▶ [Task goal]
One line at a time, check the entries below for the word "roof", and copy each line that has it.

[Natural-language object grounding data]
::::::

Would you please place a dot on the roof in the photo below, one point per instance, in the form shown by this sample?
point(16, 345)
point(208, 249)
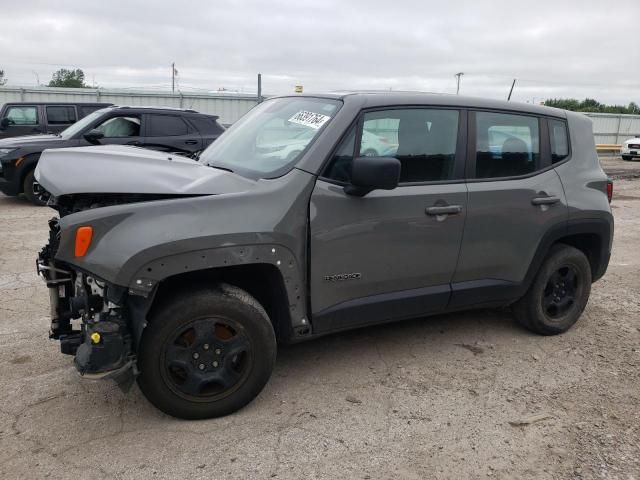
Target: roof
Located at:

::::::

▶ [Solution to this task]
Would you please place a dot on the roof in the photo below, one point per instance, in the form shown by this sample?
Target: roof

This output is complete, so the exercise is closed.